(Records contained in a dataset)
——————————

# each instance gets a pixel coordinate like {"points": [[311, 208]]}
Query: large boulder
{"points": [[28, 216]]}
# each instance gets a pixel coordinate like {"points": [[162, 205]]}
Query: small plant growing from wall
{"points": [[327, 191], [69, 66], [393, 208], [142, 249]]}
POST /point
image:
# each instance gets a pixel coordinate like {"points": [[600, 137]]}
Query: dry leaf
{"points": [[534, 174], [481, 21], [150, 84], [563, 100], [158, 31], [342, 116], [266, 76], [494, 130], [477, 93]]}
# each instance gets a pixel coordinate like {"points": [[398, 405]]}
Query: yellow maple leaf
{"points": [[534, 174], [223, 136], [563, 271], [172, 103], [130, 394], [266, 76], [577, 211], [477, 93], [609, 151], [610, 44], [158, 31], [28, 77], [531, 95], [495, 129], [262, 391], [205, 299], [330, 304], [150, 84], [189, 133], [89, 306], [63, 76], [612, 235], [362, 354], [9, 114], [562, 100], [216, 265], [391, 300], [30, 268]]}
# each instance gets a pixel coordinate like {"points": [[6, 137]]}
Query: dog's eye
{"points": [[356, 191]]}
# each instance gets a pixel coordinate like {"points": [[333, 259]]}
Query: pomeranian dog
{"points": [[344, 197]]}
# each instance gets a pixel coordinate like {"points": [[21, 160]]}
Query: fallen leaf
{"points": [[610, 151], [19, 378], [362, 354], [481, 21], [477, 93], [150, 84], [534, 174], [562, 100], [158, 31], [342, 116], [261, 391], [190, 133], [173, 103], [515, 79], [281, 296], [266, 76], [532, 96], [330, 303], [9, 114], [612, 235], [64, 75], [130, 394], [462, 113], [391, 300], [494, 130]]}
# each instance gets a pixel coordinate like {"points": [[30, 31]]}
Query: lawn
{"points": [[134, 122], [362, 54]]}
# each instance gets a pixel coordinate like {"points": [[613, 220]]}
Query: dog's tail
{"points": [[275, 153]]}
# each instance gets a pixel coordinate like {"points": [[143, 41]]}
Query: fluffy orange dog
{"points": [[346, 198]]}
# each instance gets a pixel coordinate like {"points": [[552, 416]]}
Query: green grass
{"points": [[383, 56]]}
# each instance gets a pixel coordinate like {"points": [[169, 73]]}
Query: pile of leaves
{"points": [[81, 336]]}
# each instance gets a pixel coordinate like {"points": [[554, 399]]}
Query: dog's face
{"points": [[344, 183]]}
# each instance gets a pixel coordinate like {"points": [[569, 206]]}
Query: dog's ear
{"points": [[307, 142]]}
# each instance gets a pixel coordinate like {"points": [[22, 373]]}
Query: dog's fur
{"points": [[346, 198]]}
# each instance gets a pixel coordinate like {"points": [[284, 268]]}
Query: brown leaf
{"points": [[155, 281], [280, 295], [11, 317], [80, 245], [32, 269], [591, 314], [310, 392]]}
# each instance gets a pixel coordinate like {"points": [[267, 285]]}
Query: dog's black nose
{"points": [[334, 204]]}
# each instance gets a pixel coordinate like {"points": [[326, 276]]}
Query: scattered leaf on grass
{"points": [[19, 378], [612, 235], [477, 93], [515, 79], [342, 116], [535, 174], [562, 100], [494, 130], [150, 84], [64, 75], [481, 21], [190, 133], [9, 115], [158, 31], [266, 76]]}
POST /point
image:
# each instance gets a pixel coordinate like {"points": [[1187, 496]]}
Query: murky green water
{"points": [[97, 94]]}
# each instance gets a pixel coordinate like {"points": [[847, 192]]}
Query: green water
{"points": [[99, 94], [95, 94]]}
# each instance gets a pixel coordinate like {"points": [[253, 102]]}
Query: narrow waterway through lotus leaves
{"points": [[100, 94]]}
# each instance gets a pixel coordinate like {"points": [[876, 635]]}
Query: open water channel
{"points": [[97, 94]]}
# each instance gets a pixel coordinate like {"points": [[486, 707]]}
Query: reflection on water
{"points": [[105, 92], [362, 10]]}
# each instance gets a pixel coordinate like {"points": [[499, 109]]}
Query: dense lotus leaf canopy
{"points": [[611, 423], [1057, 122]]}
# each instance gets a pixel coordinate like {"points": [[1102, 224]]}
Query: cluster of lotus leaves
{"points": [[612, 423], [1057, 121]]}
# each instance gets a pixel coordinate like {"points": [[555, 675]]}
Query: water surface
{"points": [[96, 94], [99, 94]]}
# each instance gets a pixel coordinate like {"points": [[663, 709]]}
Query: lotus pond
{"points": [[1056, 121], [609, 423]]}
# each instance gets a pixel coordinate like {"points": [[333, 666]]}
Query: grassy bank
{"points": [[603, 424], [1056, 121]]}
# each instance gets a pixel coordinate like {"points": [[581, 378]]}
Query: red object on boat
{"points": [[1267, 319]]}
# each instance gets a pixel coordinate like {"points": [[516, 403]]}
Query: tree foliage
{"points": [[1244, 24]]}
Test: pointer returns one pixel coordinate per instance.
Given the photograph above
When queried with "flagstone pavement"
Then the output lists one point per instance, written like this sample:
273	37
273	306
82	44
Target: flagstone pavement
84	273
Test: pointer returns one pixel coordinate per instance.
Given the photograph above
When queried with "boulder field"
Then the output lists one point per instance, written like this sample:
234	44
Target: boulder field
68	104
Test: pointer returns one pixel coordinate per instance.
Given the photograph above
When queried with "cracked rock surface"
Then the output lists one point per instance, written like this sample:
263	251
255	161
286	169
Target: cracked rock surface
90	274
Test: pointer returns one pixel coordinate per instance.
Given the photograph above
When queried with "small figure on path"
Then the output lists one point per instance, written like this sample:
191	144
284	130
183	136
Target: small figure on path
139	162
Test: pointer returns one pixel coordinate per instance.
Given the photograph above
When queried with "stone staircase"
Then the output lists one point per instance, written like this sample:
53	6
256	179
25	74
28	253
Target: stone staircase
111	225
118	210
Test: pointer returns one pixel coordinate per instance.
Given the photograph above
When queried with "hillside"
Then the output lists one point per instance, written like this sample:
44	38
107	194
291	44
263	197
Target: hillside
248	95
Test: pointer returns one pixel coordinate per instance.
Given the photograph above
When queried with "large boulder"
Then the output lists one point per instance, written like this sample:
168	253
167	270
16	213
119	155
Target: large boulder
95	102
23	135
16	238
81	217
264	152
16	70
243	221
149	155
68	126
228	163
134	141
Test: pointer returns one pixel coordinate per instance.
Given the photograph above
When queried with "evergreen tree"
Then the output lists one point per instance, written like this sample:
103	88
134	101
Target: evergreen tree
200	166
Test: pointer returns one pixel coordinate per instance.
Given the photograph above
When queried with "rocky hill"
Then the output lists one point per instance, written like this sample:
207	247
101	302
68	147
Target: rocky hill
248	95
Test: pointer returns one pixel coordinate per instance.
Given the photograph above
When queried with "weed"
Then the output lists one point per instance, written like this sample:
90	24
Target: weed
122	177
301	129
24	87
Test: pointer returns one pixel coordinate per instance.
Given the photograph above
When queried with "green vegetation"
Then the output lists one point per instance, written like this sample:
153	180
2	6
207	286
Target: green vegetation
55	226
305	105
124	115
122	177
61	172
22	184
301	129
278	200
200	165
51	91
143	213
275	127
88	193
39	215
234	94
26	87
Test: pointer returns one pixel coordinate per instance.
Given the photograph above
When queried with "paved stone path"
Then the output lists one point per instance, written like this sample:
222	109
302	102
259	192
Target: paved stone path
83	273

——————————

§ What to produce: Find the lines above that hold "When", then copy each of them.

§ Task answer:
When queried with "flagstone pavement"
When queried with "boulder field"
When queried with "cracked rock surface"
When queried with "small figure on path"
When queried with "stone staircase"
When queried with "hillside"
When queried with "large boulder"
When queried with "evergreen tree"
When queried with "rocky hill"
When queried with "weed"
When queried with "green vegetation"
When queried with "paved stone path"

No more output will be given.